Point localization data
┌──
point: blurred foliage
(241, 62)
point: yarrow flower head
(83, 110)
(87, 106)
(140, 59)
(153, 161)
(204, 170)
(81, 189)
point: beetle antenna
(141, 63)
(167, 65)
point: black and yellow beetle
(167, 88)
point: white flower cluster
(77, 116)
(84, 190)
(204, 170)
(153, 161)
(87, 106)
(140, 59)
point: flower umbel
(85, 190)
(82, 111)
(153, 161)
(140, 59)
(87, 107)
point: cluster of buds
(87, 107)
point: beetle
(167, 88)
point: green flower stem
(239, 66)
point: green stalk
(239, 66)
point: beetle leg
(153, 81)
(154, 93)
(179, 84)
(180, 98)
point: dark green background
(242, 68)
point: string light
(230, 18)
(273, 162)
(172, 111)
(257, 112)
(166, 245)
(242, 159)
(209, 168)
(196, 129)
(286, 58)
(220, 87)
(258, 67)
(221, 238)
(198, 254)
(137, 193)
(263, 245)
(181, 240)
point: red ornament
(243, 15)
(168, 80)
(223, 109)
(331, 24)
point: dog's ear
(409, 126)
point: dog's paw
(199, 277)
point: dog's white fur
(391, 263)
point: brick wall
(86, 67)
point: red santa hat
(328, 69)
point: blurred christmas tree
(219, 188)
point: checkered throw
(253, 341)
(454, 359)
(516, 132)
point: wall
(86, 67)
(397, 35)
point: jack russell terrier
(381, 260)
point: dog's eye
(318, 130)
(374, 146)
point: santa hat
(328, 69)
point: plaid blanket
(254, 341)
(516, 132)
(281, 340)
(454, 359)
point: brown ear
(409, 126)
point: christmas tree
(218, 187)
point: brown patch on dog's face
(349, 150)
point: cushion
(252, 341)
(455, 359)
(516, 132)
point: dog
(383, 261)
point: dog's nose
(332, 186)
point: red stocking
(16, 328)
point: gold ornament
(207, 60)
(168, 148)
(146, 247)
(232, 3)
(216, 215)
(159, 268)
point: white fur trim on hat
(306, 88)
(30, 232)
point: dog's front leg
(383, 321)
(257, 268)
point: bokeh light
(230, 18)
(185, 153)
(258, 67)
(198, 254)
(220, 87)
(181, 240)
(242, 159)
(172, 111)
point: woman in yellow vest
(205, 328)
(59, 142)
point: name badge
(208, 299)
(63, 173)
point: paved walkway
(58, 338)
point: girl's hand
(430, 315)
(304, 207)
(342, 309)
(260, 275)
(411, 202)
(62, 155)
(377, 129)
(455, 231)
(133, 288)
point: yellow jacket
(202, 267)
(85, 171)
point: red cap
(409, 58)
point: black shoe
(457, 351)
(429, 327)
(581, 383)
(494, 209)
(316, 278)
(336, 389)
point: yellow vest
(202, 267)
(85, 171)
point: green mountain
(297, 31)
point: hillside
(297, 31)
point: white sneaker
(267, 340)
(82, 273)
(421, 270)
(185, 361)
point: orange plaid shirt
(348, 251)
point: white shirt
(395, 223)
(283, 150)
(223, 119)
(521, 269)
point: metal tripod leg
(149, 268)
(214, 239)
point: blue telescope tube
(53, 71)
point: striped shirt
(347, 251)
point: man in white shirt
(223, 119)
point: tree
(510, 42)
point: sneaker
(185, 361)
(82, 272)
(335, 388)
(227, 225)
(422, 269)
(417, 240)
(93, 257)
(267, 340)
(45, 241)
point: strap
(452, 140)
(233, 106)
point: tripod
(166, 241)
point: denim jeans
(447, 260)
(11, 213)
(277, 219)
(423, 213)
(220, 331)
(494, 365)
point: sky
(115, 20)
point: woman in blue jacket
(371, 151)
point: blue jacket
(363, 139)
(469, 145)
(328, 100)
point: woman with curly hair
└──
> [WHAT THE TASK REQUIRES]:
Copy out exactly the lines running from the line with "point: metal tripod leg" to the end of the records, inclusive.

> [WRITTEN RESPONSE]:
point: metal tripod leg
(149, 268)
(214, 239)
point: blue telescope tube
(53, 71)
point: striped shirt
(347, 251)
point: man in white shirt
(223, 119)
point: tree
(510, 42)
point: sneaker
(185, 361)
(82, 272)
(335, 388)
(227, 225)
(422, 269)
(417, 240)
(93, 257)
(267, 340)
(45, 241)
point: strap
(452, 140)
(233, 106)
point: tripod
(166, 241)
point: denim jeans
(447, 260)
(11, 213)
(277, 219)
(423, 213)
(220, 331)
(494, 365)
point: sky
(115, 20)
point: woman in blue jacket
(371, 151)
point: blue jacket
(363, 139)
(469, 145)
(328, 100)
point: woman with curly hair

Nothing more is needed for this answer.